(PROVIDED PASSAGE)
Monopoly and Its Anti-Capitalist Origins

Some kid from Cincinnati thinks I should blog about this…
(not that this is a pic of his town. its actually Atlantic City by nite)

According to the BBC

A massive multi-player version of the popular property game Monopoly has been launched online. Monopoly City Streets, developed by toymaker Hasbro, will go live on 9 September for four months. The free game uses Google Maps or the open source Open Street Map as the playing board. The toymaker claims it will be “the biggest game of Monopoly of all time” and will allow players to purchase almost “any street in the world”. The goal of the game, like the real-world version, is to earn money on real estate and become the richest property magnate.

New players are given three million Monopoly dollars to build their virtual empire.
Every street in the world is, in theory, available for purchase. Once a player has taken control of a street, they are able to charge rent and build new virtual properties. Streets can also be traded and sold with other players. The game makers have introduced chance cards, which allow players to sabotage neighbouring rivals by building rubbish dumps, prisons or wind farms on their property to reduce the rent value of their neighbours. Players can only remove a hazard by bulldozing it off their property, again through the use of chance cards. The game will close on the 31 January 2010.

Saved data entries:
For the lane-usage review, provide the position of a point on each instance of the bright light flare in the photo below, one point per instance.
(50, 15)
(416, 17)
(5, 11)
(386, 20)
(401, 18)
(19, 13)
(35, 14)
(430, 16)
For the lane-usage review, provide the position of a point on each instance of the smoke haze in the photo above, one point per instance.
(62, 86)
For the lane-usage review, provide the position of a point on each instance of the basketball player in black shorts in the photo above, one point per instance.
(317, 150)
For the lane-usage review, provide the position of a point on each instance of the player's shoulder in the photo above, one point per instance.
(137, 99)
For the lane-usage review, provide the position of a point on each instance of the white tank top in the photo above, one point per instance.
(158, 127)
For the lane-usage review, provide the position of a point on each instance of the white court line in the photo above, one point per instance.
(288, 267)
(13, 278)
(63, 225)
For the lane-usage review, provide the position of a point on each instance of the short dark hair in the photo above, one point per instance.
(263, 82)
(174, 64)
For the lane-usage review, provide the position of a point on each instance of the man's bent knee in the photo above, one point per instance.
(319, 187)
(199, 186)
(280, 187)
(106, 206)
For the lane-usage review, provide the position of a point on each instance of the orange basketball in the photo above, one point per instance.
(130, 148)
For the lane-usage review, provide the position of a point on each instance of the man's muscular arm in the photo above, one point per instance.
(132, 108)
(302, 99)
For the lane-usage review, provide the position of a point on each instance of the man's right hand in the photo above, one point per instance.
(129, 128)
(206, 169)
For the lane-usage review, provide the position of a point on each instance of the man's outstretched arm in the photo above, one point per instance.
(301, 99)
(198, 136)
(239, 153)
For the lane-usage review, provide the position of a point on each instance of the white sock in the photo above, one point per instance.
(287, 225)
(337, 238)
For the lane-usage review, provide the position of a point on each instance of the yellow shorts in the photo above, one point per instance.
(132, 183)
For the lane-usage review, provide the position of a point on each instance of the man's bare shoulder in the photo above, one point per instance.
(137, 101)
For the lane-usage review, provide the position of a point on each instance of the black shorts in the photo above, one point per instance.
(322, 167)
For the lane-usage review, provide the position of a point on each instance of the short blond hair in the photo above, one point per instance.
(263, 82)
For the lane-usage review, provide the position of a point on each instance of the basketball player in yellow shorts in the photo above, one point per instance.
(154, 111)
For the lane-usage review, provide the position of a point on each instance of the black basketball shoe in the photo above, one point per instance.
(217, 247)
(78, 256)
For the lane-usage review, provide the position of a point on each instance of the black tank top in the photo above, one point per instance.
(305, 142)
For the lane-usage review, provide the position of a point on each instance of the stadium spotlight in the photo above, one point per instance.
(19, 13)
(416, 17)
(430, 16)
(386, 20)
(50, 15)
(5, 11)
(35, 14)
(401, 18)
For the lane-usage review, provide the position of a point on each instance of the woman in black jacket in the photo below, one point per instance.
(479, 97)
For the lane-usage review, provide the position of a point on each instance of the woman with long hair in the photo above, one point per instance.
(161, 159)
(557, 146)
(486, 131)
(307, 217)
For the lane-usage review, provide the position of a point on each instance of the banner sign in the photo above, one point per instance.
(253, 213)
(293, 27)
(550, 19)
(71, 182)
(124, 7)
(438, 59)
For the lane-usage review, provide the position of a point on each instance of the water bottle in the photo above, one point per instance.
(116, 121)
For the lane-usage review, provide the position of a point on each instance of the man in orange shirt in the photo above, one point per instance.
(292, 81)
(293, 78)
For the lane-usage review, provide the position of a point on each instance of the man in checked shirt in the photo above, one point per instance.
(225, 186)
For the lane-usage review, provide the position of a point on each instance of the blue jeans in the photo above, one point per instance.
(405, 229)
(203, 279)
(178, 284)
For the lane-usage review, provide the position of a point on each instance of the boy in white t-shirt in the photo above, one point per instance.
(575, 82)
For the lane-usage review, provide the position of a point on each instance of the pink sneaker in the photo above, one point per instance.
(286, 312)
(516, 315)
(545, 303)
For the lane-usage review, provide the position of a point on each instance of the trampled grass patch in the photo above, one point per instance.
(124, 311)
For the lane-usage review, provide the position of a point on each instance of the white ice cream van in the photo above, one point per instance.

(WHAT THE EXERCISE ASKS)
Proceed with the post on Monopoly and its anti-capitalist origins, picking up right after its final sentence. These entries were drawn from a separate source.

(TASK RESPONSE)
Yay playing at capitalist dispossession!

BFD. I was always more into the olde skool trivia- this being one of the oldest board games in my relatively young country. Like how, on the one hand I was probably half-way to college by time I’d learned that the properties were all based on streets in Atlantic City, New Jersey (Hence a bunch of streets that aren’t in New York for some reason, and the Boardwalk being the big payload). In fact, the little orange link below has some interesting clarifications on where exactly these names come from geographically (its not all actually streets), including which trains really ran in Atlantic City 100 years ago and so on, and what-have-you.

What really struck me, on the other hand, was the moment when my partner (who is quaker), told me about how Monopoly was created by a Quaker who wanted to make a game that taught people how effed up capitalism was, and how it makes everybody go broke (except for that one jerk who wins by exploiting everybody else). I was skeptical but wanted so badly to believe the rumor. After all, it totally made sense. So I did what most high schoolers, and too damn many undergraduates would consider “research”. Thus, according to wikipedia:

The history of Monopoly can be traced back to 1904, when a Quaker woman named Elizabeth (Lizzie) J. Magie Phillips created a game through which she hoped to be able to explain the single tax theory of Henry George (it was intended to illustrate the negative aspects of concentrating land in private monopolies). Her game, The Landlord’s Game, was commercially published a few years later. Other interested game players redeveloped the game and some made their own sets. Lizzie herself patented a revised edition of the game in 1904, and similar games were published commercially.

By 1935 a board game named Monopoly was created much like the version of Monopoly sold by Parker Brothers and its parent companies throughout the rest of the 20th century and into the 21st. The Parker Brothers’ version was created by Charles Todd but sold to them by Charles Darrow. Several people, mostly in the U.S. Midwest and near the U.S. East Coast, contributed to the game’s design and evolution.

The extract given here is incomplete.